§ DOCUMENT:
· · · · · · ·

In an aspect of the disclosure, a method of wireless communication at a second network node is provided. The method includes obtaining CLI information of a first network node, the CLI information indicating at least one of one or more preferred beam pairs or one or more non-preferred beam pairs, the CLI information further indicating at least a first QoS or a first priority level for uplink traffic of the first network node; and adjusting downlink communication based on a CLI reduction mechanism in response to the first QoS or the first priority level of the uplink traffic of the first network node being higher than or equal to a second QoS or a second priority level of downlink traffic of the second network node, or providing a response to the first network node in response to the first QoS or the first priority level of the uplink traffic of the first network node being less than the second QoS or the second priority level of the downlink traffic of the second network node.

· · · · · · ·

§ THINGS TO DO:
- 1) Condense the paragraph beginning "In an aspect of the disclosure" in the wireless communication text into a bulleted list that keeps its main facts.
- 2) Carry on the wireless communication text past its final sentence.

§ MATERIAL PROVIDED:
· · · · · · ·

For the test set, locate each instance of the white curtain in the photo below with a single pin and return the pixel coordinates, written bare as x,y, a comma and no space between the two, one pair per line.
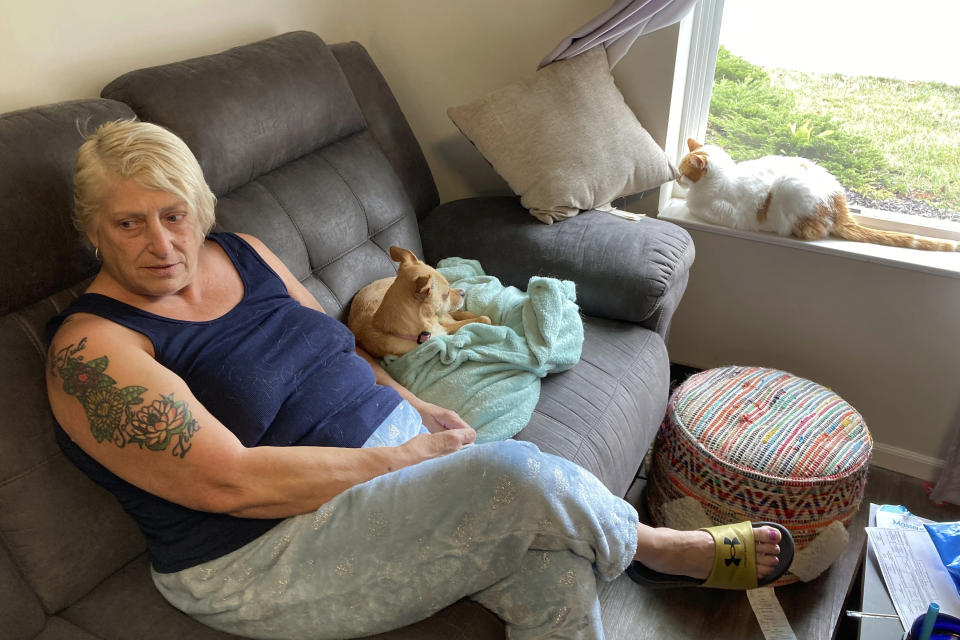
617,27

· · · · · · ·

§ ANSWERS PROVIDED:
- 1)
- The disclosure provides a method of wireless communication at a second network node.
- The second node obtains CLI information of a first network node.
- The CLI information indicates one or more preferred beam pairs, one or more non-preferred beam pairs, or both.
- It also indicates a first QoS or a first priority level for the first node's uplink traffic.
- If that QoS or priority level is higher than or equal to the second QoS or second priority level of the second node's downlink traffic, the second node adjusts downlink communication based on a CLI reduction mechanism.
- If it is lower, the second node provides a response to the first network node.

- 2)
In an aspect of the disclosure, an apparatus for wireless communication at a second network node is provided. The apparatus includes means for obtaining CLI information of a first network node, the CLI information indicating at least one of one or more preferred beam pairs or one or more non-preferred beam pairs, the CLI information further indicating at least a first QoS or a first priority level for uplink traffic of the first network node; and means for adjusting downlink communication based on a CLI reduction mechanism in response to the first QoS or the first priority level of the uplink traffic of the first network node being higher than or equal to a second QoS or a second priority level of downlink traffic of the second network node, or means for providing a response to the first network node in response to the first QoS or the first priority level of the uplink traffic of the first network node being less than the second QoS or the second priority level of the downlink traffic of the second network node.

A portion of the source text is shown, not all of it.